▶ EXERCISE REQUIREMENTS: Reproduce word for word the lines of the listing below, from the line containing "For the benchmark, point out every instance of the bird in" through the line containing "point(106, 228)", including both of those lines.

▶ EXERCISE INPUT:

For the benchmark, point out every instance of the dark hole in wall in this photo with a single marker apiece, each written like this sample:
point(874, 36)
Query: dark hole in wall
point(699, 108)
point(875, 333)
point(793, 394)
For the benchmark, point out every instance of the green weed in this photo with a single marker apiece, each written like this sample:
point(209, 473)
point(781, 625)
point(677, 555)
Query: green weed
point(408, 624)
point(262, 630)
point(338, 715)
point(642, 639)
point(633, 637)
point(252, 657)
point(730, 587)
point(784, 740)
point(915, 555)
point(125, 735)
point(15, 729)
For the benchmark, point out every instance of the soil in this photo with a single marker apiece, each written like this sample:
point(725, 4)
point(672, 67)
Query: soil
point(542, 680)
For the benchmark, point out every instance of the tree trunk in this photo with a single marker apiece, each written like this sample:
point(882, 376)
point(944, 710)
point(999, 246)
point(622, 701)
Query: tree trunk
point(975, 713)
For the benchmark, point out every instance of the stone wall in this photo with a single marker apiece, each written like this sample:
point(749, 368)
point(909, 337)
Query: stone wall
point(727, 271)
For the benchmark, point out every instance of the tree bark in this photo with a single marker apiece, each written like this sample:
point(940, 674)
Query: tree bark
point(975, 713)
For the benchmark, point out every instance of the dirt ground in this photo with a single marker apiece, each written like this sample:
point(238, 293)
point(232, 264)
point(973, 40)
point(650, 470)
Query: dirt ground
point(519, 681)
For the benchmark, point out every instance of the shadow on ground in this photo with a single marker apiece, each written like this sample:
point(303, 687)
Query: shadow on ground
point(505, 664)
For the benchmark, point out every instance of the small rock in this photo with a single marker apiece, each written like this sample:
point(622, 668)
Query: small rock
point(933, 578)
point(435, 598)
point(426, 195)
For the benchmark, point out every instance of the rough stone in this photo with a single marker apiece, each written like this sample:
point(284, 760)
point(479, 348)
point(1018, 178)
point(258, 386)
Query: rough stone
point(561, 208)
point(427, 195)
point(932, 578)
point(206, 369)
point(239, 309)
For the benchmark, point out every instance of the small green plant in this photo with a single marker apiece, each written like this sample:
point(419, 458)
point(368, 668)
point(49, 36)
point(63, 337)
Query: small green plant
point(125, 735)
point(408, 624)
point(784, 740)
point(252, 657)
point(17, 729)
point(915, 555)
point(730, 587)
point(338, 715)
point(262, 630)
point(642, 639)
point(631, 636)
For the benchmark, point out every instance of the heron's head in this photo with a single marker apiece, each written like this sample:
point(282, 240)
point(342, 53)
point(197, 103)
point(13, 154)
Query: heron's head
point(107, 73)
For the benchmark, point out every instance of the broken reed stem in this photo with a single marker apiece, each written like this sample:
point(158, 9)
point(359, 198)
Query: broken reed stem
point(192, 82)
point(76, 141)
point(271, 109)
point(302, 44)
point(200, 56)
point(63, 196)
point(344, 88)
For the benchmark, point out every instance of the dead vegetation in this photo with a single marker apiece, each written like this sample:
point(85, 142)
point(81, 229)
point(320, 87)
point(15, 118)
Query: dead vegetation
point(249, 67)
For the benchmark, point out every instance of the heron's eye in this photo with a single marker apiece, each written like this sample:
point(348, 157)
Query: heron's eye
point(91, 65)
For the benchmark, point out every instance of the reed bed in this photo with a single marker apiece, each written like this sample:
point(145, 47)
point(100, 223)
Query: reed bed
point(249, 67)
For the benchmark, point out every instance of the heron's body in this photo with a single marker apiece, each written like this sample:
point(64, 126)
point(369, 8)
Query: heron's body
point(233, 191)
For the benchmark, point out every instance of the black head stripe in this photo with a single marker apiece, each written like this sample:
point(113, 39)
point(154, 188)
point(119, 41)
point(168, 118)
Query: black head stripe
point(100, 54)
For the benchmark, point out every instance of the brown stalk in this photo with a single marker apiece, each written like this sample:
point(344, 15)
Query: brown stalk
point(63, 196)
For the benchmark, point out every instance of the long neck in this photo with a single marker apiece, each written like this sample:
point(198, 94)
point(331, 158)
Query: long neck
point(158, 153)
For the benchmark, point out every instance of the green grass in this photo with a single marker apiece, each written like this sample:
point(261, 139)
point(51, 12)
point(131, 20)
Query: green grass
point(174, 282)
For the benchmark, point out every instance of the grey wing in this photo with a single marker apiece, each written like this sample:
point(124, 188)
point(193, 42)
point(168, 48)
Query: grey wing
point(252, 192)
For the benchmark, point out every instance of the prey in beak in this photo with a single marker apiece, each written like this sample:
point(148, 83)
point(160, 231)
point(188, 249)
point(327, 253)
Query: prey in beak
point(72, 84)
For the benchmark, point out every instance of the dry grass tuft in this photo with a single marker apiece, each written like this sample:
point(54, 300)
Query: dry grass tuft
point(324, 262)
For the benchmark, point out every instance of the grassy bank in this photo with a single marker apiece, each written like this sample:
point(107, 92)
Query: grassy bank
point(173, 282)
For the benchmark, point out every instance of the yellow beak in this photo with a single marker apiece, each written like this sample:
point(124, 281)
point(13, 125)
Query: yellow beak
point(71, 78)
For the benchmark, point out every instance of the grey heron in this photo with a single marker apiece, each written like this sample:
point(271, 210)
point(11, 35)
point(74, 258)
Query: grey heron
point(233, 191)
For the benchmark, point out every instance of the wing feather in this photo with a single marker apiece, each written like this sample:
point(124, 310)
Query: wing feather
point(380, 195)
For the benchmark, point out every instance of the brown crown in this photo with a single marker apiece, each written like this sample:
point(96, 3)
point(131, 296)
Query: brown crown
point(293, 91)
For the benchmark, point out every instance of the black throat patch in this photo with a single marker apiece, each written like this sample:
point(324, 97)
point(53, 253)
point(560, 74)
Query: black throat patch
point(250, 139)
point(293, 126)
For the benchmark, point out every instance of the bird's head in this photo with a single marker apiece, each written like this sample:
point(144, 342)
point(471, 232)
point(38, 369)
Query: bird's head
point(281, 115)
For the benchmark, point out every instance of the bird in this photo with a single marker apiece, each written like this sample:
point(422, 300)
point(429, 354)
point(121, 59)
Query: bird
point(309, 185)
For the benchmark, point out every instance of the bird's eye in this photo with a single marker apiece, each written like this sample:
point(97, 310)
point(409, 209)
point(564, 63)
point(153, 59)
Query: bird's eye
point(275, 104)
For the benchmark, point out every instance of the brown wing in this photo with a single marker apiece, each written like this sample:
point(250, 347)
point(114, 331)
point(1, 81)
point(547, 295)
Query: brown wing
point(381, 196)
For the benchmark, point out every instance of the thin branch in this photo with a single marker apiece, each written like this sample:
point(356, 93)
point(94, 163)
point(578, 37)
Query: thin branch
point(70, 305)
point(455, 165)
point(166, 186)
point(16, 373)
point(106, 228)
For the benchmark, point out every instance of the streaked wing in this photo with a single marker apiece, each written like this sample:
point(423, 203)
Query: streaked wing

▶ OUTPUT FOR THIS EXERCISE:
For the benchmark, point out every instance of the bird in this photo with a single marker apiece, each written like this sample:
point(422, 300)
point(429, 354)
point(121, 59)
Query: bird
point(309, 185)
For the benchmark, point out every instance of the bird's eye in this photo with a single marker apiece, each written like this sample:
point(97, 310)
point(409, 209)
point(564, 63)
point(153, 59)
Query: bird's eye
point(275, 104)
For the benchmark, point out every instance of the brown wing in this photo with a single marker apiece, each written like this sample:
point(250, 347)
point(114, 331)
point(1, 81)
point(547, 295)
Query: brown wing
point(381, 196)
For the benchmark, point out every instance of the thin branch in this photo with a single marker apiece, each written like this sample:
point(356, 93)
point(94, 163)
point(578, 37)
Query: thin branch
point(70, 305)
point(455, 165)
point(166, 186)
point(16, 373)
point(106, 228)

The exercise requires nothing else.